▸ How to complete this task
All lines holding the word "bridge" in the listing below need to be copied.

▸ Material shown
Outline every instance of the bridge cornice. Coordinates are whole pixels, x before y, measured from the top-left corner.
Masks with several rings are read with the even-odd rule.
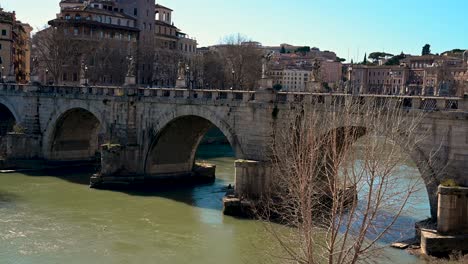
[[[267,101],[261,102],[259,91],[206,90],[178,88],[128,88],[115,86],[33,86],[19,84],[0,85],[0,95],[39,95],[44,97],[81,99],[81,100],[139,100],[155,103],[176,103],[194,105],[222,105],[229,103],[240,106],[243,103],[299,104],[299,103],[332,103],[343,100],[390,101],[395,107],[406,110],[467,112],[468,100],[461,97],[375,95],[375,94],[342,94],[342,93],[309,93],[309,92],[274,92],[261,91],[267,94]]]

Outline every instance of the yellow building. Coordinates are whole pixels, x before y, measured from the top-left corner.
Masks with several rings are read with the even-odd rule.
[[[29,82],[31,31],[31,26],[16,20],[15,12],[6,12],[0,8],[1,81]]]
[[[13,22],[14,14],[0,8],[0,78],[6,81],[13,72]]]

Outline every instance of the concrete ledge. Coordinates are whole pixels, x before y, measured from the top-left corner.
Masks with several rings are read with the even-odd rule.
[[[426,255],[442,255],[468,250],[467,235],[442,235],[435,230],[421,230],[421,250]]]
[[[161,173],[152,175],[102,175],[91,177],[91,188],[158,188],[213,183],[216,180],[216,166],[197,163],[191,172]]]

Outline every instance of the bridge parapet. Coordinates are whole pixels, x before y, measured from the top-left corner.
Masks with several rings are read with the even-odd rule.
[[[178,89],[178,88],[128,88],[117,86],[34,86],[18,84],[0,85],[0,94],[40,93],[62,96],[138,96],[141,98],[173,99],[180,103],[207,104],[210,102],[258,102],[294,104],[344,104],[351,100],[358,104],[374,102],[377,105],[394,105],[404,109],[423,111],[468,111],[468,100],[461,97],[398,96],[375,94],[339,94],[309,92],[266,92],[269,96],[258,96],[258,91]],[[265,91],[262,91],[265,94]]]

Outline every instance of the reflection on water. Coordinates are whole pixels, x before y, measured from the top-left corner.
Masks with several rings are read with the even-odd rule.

==

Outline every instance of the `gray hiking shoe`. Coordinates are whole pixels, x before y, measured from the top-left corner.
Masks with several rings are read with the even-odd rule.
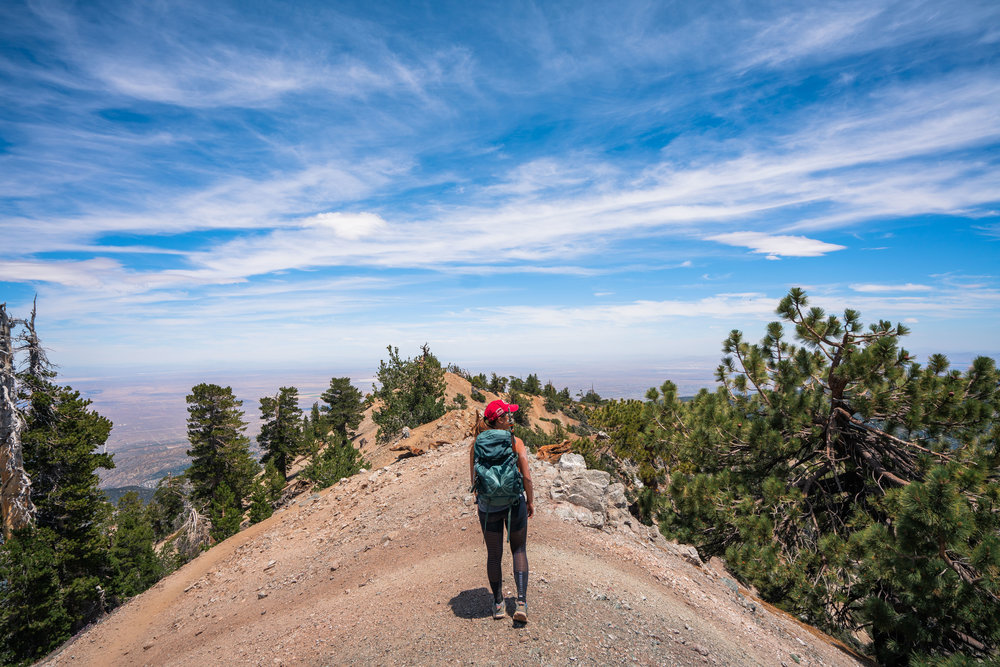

==

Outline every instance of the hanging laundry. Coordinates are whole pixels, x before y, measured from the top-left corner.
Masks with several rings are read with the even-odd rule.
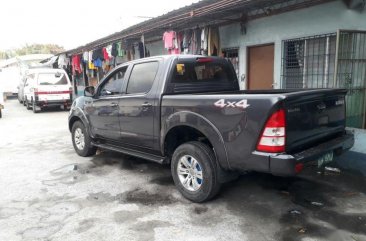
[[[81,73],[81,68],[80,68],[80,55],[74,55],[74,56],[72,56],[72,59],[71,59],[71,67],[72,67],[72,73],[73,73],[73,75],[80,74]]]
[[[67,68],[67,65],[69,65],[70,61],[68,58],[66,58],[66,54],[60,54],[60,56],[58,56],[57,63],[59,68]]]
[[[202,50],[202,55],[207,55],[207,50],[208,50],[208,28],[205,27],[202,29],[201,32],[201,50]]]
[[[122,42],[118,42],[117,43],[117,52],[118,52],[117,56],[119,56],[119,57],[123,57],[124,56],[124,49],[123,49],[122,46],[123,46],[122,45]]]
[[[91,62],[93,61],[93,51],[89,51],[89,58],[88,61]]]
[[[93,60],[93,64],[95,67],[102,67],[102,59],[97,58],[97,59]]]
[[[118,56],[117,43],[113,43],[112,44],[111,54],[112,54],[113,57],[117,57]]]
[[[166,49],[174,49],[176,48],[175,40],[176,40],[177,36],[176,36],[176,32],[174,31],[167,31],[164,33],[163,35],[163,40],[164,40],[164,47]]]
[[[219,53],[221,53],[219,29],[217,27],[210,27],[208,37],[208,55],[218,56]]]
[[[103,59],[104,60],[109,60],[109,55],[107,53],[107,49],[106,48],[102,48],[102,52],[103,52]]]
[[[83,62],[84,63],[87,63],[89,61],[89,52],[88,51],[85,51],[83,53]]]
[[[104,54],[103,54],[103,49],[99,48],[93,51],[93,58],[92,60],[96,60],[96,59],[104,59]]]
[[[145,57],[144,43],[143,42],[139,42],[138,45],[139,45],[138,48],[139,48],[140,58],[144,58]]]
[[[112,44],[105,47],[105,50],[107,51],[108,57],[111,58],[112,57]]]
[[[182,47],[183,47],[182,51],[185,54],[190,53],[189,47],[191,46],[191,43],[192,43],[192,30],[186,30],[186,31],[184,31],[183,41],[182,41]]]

▸ Solution to this problem
Outline every instance of the bridge cornice. Coordinates are whole pixels, x before y, measured from the top-left corner.
Outline every instance of the bridge parapet. Coordinates are whole pixels, x before y, measured from the top-left corner.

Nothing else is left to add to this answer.